> _Stated task_
All of the data below should be written out exactly.

#### Items

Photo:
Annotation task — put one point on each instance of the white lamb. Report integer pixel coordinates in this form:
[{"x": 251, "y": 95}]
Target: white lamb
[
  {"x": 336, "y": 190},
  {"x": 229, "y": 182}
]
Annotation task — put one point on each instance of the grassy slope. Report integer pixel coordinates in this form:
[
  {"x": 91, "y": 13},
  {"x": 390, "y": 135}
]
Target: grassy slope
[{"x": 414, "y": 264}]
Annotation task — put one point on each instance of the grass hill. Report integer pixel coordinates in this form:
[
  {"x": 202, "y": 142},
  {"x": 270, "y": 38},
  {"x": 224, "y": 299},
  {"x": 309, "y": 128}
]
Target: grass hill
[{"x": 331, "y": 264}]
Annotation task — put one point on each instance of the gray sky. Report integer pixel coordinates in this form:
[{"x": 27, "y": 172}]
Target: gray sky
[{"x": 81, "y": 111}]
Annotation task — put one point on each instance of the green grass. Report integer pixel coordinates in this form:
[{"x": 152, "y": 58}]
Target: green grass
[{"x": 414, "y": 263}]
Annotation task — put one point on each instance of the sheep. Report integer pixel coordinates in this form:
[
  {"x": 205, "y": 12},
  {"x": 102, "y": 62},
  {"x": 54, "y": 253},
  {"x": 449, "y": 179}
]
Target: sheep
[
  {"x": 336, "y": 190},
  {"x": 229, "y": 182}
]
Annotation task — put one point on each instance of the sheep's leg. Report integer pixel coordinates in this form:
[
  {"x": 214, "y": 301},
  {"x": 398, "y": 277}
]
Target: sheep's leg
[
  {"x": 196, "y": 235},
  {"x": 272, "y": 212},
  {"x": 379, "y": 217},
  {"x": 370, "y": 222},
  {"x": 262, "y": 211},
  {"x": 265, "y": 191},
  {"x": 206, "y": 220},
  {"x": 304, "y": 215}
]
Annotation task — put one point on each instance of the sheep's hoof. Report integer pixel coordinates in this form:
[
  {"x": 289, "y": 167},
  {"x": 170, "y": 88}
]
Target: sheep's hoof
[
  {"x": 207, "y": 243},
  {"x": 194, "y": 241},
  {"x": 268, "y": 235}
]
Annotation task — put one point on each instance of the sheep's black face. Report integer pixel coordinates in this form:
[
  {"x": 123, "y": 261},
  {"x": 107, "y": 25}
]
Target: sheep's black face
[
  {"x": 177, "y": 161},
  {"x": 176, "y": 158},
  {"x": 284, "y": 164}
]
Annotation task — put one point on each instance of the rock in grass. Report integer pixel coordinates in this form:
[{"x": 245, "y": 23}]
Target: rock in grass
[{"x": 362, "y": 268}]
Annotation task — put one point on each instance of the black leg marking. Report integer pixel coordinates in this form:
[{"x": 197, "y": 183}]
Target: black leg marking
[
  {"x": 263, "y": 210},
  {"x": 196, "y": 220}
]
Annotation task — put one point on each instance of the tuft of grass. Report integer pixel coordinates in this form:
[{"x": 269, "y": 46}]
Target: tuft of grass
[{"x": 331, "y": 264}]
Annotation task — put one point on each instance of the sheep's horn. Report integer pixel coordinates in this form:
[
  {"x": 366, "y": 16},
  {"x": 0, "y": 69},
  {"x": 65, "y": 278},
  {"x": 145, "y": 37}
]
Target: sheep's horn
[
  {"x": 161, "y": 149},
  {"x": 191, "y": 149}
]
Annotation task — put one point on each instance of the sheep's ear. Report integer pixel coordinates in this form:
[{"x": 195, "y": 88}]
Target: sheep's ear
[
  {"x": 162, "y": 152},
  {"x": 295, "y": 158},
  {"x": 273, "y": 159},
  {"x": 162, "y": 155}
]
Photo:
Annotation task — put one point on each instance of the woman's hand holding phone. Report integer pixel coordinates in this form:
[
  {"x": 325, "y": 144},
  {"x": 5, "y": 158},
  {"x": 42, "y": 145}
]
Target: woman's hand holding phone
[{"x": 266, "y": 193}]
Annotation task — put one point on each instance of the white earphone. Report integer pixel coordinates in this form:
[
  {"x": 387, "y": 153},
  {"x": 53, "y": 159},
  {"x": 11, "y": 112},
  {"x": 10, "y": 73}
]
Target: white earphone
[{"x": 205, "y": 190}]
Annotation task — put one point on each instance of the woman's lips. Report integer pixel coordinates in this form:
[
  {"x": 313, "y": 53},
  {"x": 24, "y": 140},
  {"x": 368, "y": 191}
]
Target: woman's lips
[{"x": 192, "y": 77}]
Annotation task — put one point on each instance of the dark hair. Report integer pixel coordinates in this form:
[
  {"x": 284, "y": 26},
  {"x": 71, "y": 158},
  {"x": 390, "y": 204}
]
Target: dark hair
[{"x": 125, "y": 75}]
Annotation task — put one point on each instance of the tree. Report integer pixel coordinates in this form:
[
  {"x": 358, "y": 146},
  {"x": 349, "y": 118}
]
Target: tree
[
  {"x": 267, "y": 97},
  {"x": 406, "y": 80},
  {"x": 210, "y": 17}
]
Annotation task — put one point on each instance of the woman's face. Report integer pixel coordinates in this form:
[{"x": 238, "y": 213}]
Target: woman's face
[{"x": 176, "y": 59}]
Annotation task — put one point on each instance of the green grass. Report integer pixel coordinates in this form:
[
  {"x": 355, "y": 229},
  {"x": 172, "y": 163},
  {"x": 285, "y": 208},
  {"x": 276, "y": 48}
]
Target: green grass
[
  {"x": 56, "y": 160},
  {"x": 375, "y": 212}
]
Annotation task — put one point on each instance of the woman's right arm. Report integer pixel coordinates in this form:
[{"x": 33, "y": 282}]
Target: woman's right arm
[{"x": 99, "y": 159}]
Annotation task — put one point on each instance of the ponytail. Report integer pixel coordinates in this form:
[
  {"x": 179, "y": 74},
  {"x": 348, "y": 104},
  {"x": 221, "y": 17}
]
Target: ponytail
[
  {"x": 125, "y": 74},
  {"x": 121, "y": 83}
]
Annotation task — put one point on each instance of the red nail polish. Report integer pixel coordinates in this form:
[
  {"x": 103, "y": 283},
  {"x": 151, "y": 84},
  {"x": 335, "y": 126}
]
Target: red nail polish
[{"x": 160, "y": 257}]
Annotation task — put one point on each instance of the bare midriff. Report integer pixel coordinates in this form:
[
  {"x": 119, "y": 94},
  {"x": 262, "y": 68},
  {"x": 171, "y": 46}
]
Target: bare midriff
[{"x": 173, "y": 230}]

########

> _Written response_
Photo:
Annotation task — put one point on each instance of the white lamb. Report integer pixel coordinates in this form:
[{"x": 251, "y": 95}]
Target: white lamb
[
  {"x": 336, "y": 190},
  {"x": 229, "y": 182}
]
Annotation task — put one point on each instance of the grassy slope. Report integer pixel coordinates in this form:
[
  {"x": 91, "y": 13},
  {"x": 390, "y": 135}
]
Target: grassy slope
[{"x": 414, "y": 264}]
Annotation task — put one point on each instance of the grass hill. Report integer pixel coordinates in this form:
[
  {"x": 202, "y": 142},
  {"x": 270, "y": 38},
  {"x": 224, "y": 299},
  {"x": 309, "y": 128}
]
Target: grass hill
[{"x": 331, "y": 264}]
Annotation task — put one point on each instance of the gray sky. Report integer pixel coordinates in this form:
[{"x": 27, "y": 172}]
Target: gray sky
[{"x": 81, "y": 111}]
Annotation task — put one point on each instance of the green grass. Report integer pixel coordinates in this form:
[{"x": 152, "y": 58}]
Target: green grass
[{"x": 414, "y": 263}]
Annotation task — put one point on each instance of the sheep. Report integer pixel coordinates in this form:
[
  {"x": 205, "y": 12},
  {"x": 102, "y": 62},
  {"x": 54, "y": 253},
  {"x": 449, "y": 179}
]
Target: sheep
[
  {"x": 336, "y": 190},
  {"x": 229, "y": 182}
]
Annotation task — put one point on each instance of the sheep's leg. Report integer pixel coordinates in this form:
[
  {"x": 214, "y": 301},
  {"x": 398, "y": 277}
]
Target: sheep's leg
[
  {"x": 196, "y": 235},
  {"x": 272, "y": 212},
  {"x": 379, "y": 217},
  {"x": 370, "y": 222},
  {"x": 262, "y": 211},
  {"x": 265, "y": 191},
  {"x": 206, "y": 220},
  {"x": 304, "y": 215}
]
Annotation task — put one point on each instance of the sheep's hoof. Report integer pixel coordinates in this form:
[
  {"x": 289, "y": 167},
  {"x": 170, "y": 88}
]
Target: sheep's hoof
[
  {"x": 207, "y": 243},
  {"x": 194, "y": 241},
  {"x": 268, "y": 235}
]
Annotation task — put one point on each instance of the sheep's black face. Report integer pixel coordinates in this form:
[
  {"x": 123, "y": 261},
  {"x": 107, "y": 25}
]
Target: sheep's black face
[
  {"x": 177, "y": 161},
  {"x": 176, "y": 158},
  {"x": 284, "y": 164}
]
Annotation task — put one point on each instance of the rock in grass. Report integer pixel coordinates in this form:
[{"x": 245, "y": 23}]
Target: rock in grass
[{"x": 362, "y": 268}]
Annotation task — put one point on each instance of the black leg marking. Report integer pixel coordinates in this form:
[{"x": 197, "y": 183}]
Target: black leg marking
[
  {"x": 263, "y": 210},
  {"x": 196, "y": 220}
]
Annotation task — put one point on each instance of the tuft of grass. Report integer pixel coordinates in this form:
[{"x": 269, "y": 46}]
Target: tuft of grass
[{"x": 331, "y": 264}]
Annotation task — put one point on each instance of the sheep's horn. Report integer pixel coordinates in this form:
[
  {"x": 366, "y": 16},
  {"x": 0, "y": 69},
  {"x": 65, "y": 278},
  {"x": 145, "y": 37}
]
Target: sheep's horn
[
  {"x": 161, "y": 149},
  {"x": 191, "y": 149}
]
Annotation task — put one point on each instance of the sheep's ear. Report integer pixel coordinates in this form:
[{"x": 195, "y": 88}]
Target: sheep's ear
[
  {"x": 162, "y": 152},
  {"x": 295, "y": 158},
  {"x": 273, "y": 159},
  {"x": 162, "y": 155}
]
Photo:
Annotation task — put one point on each instance of the woman's hand holding phone. Report integer pixel coordinates in this form:
[
  {"x": 325, "y": 144},
  {"x": 5, "y": 158},
  {"x": 42, "y": 145}
]
Target: woman's hand holding phone
[{"x": 266, "y": 193}]
Annotation task — put one point on each instance of the white earphone. Report integer pixel coordinates in this form:
[
  {"x": 387, "y": 153},
  {"x": 53, "y": 159},
  {"x": 11, "y": 112},
  {"x": 10, "y": 73}
]
Target: white earphone
[{"x": 205, "y": 190}]
Annotation task — put one point on each instance of the woman's lips. Report integer pixel coordinates in this form:
[
  {"x": 313, "y": 53},
  {"x": 24, "y": 140},
  {"x": 368, "y": 191}
]
Target: woman's lips
[{"x": 192, "y": 77}]
Annotation task — put one point on each instance of the dark hair. Report integer pixel coordinates in this form:
[
  {"x": 284, "y": 26},
  {"x": 71, "y": 158},
  {"x": 390, "y": 204}
]
Target: dark hair
[{"x": 125, "y": 75}]
Annotation task — put one point on each instance of the tree. Report integer pixel coordinates in this form:
[
  {"x": 358, "y": 146},
  {"x": 349, "y": 118}
]
Target: tree
[
  {"x": 267, "y": 97},
  {"x": 406, "y": 80},
  {"x": 210, "y": 17}
]
Annotation task — put one point on each instance of the woman's face. Report integer pixel coordinates in this form:
[{"x": 238, "y": 213}]
Target: woman's face
[{"x": 176, "y": 59}]
Annotation task — put one point on each instance of the green grass. Report integer pixel coordinates in this form:
[
  {"x": 355, "y": 229},
  {"x": 172, "y": 163},
  {"x": 285, "y": 208},
  {"x": 276, "y": 48}
]
Target: green grass
[
  {"x": 56, "y": 160},
  {"x": 375, "y": 212}
]
Annotation task — put one point on each instance of the woman's right arm. Report integer pixel coordinates in this form:
[{"x": 33, "y": 282}]
Target: woman's right arm
[{"x": 99, "y": 159}]
Annotation task — put one point on each instance of the ponytail. Report integer pixel coordinates in this form:
[
  {"x": 179, "y": 74},
  {"x": 348, "y": 104},
  {"x": 221, "y": 17}
]
Target: ponytail
[
  {"x": 125, "y": 74},
  {"x": 121, "y": 83}
]
Annotation task — put one point on each instance of the red nail polish. Report integer pixel coordinates in this form:
[
  {"x": 103, "y": 283},
  {"x": 151, "y": 84},
  {"x": 335, "y": 126}
]
Target: red nail polish
[{"x": 160, "y": 257}]
Annotation task — put one point on each instance of the bare midriff. Report integer pixel coordinates in this form:
[
  {"x": 119, "y": 94},
  {"x": 262, "y": 68},
  {"x": 171, "y": 46}
]
Target: bare midriff
[{"x": 173, "y": 230}]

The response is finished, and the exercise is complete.